* START *

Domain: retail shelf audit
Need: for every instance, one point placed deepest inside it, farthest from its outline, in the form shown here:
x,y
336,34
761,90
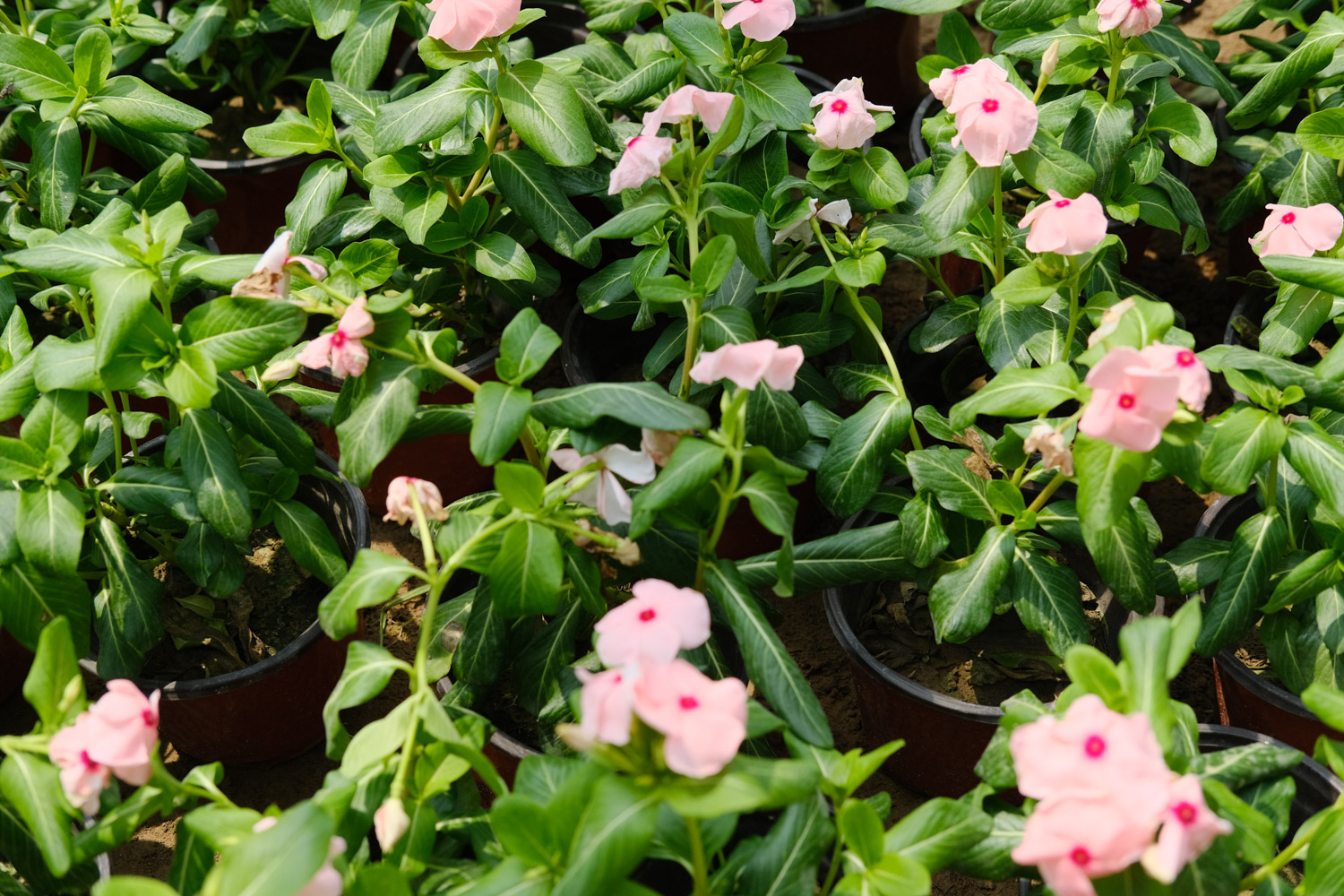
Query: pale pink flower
x,y
115,737
642,159
710,105
1195,383
945,83
1190,826
327,882
836,212
761,19
704,720
462,23
269,277
653,625
749,363
607,704
1064,226
659,445
605,492
343,349
1077,839
1131,16
1131,403
844,120
1290,230
390,823
992,118
1090,748
400,506
1054,452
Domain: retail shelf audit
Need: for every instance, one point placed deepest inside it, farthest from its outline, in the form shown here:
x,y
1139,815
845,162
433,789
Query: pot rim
x,y
194,688
1226,659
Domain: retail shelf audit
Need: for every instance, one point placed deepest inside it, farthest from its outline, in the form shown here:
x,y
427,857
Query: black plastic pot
x,y
876,45
271,711
943,737
1245,699
444,460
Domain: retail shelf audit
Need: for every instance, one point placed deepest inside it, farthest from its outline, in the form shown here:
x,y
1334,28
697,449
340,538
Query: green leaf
x,y
211,469
34,69
962,600
768,662
373,579
851,469
500,417
546,112
1252,559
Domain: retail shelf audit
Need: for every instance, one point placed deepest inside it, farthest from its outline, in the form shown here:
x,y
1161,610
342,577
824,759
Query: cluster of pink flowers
x,y
462,23
1105,791
1290,230
1136,394
645,155
750,363
703,720
844,120
115,737
992,116
1064,226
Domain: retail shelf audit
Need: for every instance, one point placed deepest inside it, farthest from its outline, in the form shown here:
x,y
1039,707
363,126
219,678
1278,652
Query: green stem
x,y
699,868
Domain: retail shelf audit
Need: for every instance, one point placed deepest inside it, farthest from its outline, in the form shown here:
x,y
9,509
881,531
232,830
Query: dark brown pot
x,y
876,45
1245,699
271,711
15,662
943,737
444,460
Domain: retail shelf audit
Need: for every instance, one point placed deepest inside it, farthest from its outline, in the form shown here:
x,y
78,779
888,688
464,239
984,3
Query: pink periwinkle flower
x,y
992,118
115,737
1190,826
400,506
462,23
1131,403
642,159
653,625
710,105
945,85
343,349
749,363
1131,16
327,882
1195,383
1290,230
761,19
605,492
269,277
704,720
844,120
1073,840
607,704
1064,226
1088,750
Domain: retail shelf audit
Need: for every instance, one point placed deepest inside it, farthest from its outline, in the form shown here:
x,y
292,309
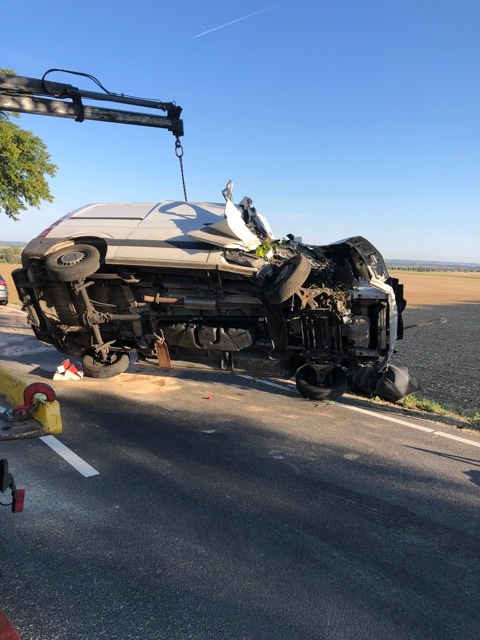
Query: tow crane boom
x,y
21,94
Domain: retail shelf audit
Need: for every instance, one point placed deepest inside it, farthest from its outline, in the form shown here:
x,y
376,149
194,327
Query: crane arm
x,y
25,95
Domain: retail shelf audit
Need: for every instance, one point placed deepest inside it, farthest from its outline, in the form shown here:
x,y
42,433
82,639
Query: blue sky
x,y
338,118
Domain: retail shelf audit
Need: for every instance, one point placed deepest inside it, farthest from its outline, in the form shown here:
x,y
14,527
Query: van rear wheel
x,y
329,387
73,263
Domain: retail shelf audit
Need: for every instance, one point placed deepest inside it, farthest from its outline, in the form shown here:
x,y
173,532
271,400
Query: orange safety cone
x,y
7,632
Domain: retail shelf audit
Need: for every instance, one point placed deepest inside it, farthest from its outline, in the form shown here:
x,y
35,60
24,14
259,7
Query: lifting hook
x,y
30,401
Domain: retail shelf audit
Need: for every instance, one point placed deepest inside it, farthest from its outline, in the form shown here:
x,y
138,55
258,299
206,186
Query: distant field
x,y
439,288
6,271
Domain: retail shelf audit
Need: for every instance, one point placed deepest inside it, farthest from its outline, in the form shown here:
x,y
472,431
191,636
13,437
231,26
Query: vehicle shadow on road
x,y
205,518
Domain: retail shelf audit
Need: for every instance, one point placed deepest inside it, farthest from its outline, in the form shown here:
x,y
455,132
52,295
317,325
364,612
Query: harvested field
x,y
6,271
445,357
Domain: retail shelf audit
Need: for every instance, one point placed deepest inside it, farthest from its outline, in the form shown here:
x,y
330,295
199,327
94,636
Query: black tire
x,y
333,385
287,279
73,263
95,368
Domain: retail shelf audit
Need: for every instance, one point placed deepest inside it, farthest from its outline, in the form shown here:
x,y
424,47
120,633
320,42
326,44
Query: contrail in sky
x,y
250,15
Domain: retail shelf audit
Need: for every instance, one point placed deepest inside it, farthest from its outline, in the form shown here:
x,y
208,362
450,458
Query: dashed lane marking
x,y
405,423
67,454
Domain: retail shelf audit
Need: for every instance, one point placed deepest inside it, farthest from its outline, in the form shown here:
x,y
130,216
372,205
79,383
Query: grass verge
x,y
416,402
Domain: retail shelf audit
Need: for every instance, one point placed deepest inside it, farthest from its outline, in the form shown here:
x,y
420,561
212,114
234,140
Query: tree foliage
x,y
24,165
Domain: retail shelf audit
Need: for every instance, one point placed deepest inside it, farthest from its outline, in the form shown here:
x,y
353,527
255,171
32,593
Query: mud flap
x,y
396,383
163,355
393,384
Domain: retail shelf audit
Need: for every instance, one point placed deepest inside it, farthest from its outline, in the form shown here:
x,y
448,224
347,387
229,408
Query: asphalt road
x,y
222,507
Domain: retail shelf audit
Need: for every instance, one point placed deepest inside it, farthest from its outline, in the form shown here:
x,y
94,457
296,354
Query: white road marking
x,y
267,382
67,454
405,423
412,425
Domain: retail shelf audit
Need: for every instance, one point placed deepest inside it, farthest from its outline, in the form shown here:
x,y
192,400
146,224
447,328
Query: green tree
x,y
24,165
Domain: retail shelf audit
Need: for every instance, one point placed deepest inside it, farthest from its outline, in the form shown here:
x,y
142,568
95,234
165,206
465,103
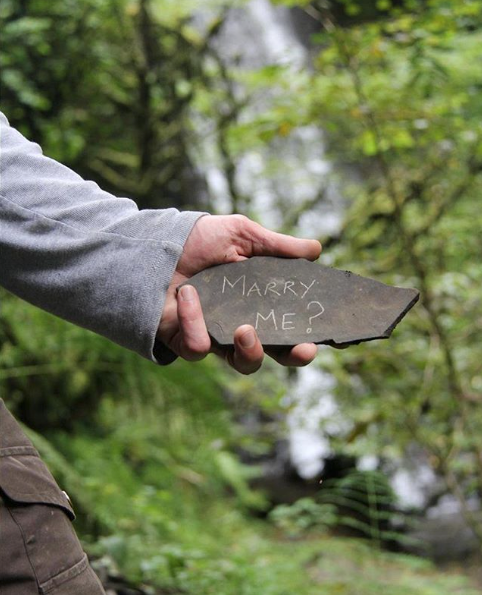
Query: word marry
x,y
272,287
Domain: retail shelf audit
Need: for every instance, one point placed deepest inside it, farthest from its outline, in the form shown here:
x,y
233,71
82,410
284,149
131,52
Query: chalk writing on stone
x,y
291,301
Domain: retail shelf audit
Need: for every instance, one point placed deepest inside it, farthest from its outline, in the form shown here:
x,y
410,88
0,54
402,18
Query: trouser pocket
x,y
39,550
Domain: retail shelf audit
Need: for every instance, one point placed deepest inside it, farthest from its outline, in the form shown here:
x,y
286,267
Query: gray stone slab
x,y
291,301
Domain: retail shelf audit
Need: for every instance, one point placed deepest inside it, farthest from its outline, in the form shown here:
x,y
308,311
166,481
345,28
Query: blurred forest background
x,y
356,122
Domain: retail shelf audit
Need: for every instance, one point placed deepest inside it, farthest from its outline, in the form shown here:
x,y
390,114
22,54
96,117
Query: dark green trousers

* END *

Directive: All the material shown above is to be copied exactly, with no pictures carried over.

Reply:
Domain: retail shelf audit
Need: for every instance, one point placed deepest inside it, farthest from its outline, in the form shown here:
x,y
336,34
761,90
Query: pale pink flower
x,y
115,737
642,159
710,105
1195,383
945,83
1190,826
327,882
836,212
761,19
704,720
462,23
269,277
653,625
749,363
607,704
1064,226
659,445
605,492
343,349
1077,839
1131,16
1131,403
844,120
1290,230
390,823
992,118
1090,748
400,506
1054,452
Domain: retail shelf audit
Need: for every instance, one point placed deepest inside it, farthest from its outline, in the form shown here:
x,y
1139,815
845,162
433,789
Query: pot rim
x,y
194,688
1226,659
Domain: retail shelf audit
Need: for every instance, one point placed deepest inside it, farthest from its outline, in the form shown here:
x,y
427,857
Query: black plastic pot
x,y
876,45
271,711
943,737
1245,699
444,460
Domain: retail shelf audit
Need: for every instance, one point placed deepest inside it, farthest from its outline, in the form shown here:
x,y
1334,28
697,449
340,538
Query: green leaf
x,y
211,469
34,69
962,600
768,662
373,579
851,469
500,417
546,112
1252,559
Domain: retail shelf audit
Need: for every instance, one point placed deepest inside it, farthest from its outline, in the form shown here:
x,y
1161,610
342,577
824,759
Query: cluster of pink flowers
x,y
462,23
1105,791
1290,230
1136,394
645,155
750,363
703,720
844,120
115,737
992,116
1064,226
Domain: retail shelf audit
Need: for every instance, one point placed deepest inside it, farthest from its outline, in the form shown here:
x,y
1039,707
363,126
219,678
1278,652
Query: green stem
x,y
699,868
Domain: retail shelf audit
Need: for every instance, one point placed deepest inside it, farthest from its outline, in the form shown here:
x,y
9,509
881,531
232,830
Query: dark brown pot
x,y
876,45
1245,699
271,711
15,662
943,737
444,460
Domain: retail shelf audit
Need: for every instance, one point placed deepest inside it, farthest from its outline, in the form shown here:
x,y
78,779
888,688
464,239
984,3
Query: pink periwinkle flower
x,y
992,118
115,737
1190,826
400,506
462,23
1131,403
642,159
653,625
710,105
945,85
343,349
749,363
1131,16
327,882
1195,383
1290,230
761,19
605,492
269,277
704,720
844,120
1073,840
607,704
1064,226
1088,750
Domain: retail shelf audit
Need: for every instance, one point placed deepest inside it, farthest from its outline, in the form shown here:
x,y
292,309
Query: tow crane boom
x,y
21,94
Domain: retail shelf audit
Need: for every instance, one point placed deepest inside it, farthest from its outline, in the form shown here:
x,y
376,149
194,327
Query: crane arm
x,y
25,95
Domain: retail shelf audit
Need: for every instance, one point placed deepest inside it, farthest from its outline, in the form shown here:
x,y
42,433
82,639
Query: blue sky
x,y
338,118
Domain: retail shelf audit
Need: for every instance, one point placed deepest inside it, farthest from its outline, in the form shown here:
x,y
14,527
Query: van rear wheel
x,y
329,387
73,263
Domain: retail shelf audit
Need: for every instance, one point placed deepest inside it, farthest from its outline, in the form shown here:
x,y
173,532
271,400
Query: orange safety cone
x,y
7,632
Domain: retail shelf audit
Need: for every instance, one point placed deepest inside it, farthest from its outline, in the form shown here:
x,y
35,60
24,14
259,7
Query: lifting hook
x,y
30,401
Domain: retail shelf audit
Need: for every instance, one point placed deepest inside it, farthest from its outline, in the form shown here:
x,y
138,55
258,299
206,186
Query: distant field
x,y
439,288
6,271
Domain: retail shelf audit
Need: for every instance, one point placed deepest inside it, farthest from its outline, in the form shown here:
x,y
472,431
191,636
13,437
231,26
Query: vehicle shadow on road
x,y
205,518
Domain: retail shelf audit
Need: for every instance, one point placed deepest inside it, farthest from its outline, in the form shown here:
x,y
455,132
52,295
317,325
364,612
Query: harvested field
x,y
6,271
445,357
Domain: retail shelf audit
Need: for every instance, one point placed deepest inside it, farthest from its outline, in the form shown here:
x,y
330,295
199,327
94,636
Query: black tire
x,y
333,385
287,279
73,263
95,368
Domain: retail shelf audit
Need: for every instance, one point placed deepest inside it, farthest from its outline, in the form shown here:
x,y
424,47
120,633
320,42
326,44
Query: contrail in sky
x,y
250,15
Domain: retail shelf audit
Need: for every instance, one point placed deepest inside it, farthest from its outline, in the form shown here:
x,y
208,362
450,458
Query: dashed lane marking
x,y
405,423
67,454
Domain: retail shelf audit
Need: for every instance, one point placed deepest inside it, farthest from its outline, in the form shown here:
x,y
130,216
372,205
79,383
Query: grass verge
x,y
416,402
Domain: retail shelf audit
Need: for every instance, one point placed deepest inside it, farthest from its outline, in the form shown here:
x,y
420,561
212,114
234,140
Query: tree foliage
x,y
24,165
Domain: retail shelf audit
Need: for every instance, one point placed deepest inside it, farthest from its outline, in the form shown here:
x,y
353,527
255,171
32,593
Query: mud flap
x,y
396,383
163,355
393,384
Domain: retail shelf audit
Need: for every instance, one point placed deepest inside it, farthest from its outline, in the form shown here:
x,y
448,224
347,387
229,408
Query: asphalt road
x,y
222,507
Domain: retail shelf audit
Need: for every instance, one point placed deepest inside it, farthest from its outline, in the form shown here:
x,y
94,457
296,354
Query: white road marking
x,y
267,382
67,454
405,423
412,425
Domain: retail shelf audit
Need: for every instance, one point placed deepest inside it, farthest from its outline, in the form shown here:
x,y
192,400
146,224
447,328
Query: green tree
x,y
24,165
Domain: retail shelf audit
Need: for every instance, one point placed deepest inside it, farthest from its outline, in the form shown here:
x,y
142,568
95,234
165,206
465,103
Query: word marry
x,y
272,287
Domain: retail shelf audit
Need: for every instance, one point placed deepest inside it, farthest from its outline, in the form shown here:
x,y
233,71
82,410
284,149
131,52
Query: chalk writing on stone
x,y
291,301
Domain: retail shelf audit
Need: for every instance, one point placed deepest inside it, farthest from its outline, in the form shown here:
x,y
410,88
0,54
402,18
Query: trouser pocket
x,y
39,550
Domain: retail shelf audit
Need: for every instance, one point placed deepest inside it, farthest from its outline, in the form shown here:
x,y
286,267
Query: gray stone slab
x,y
291,301
Domain: retail shelf audit
Need: for every instance, one point placed deepest inside it, farthest from its outline, in the form shown here:
x,y
308,311
166,481
345,28
Query: blurred forest background
x,y
356,122
Domain: retail shelf audit
Need: for every instance, one point placed deepest inside it, farthest from its outline, in the form shown here:
x,y
390,114
22,54
96,117
Query: dark green trousers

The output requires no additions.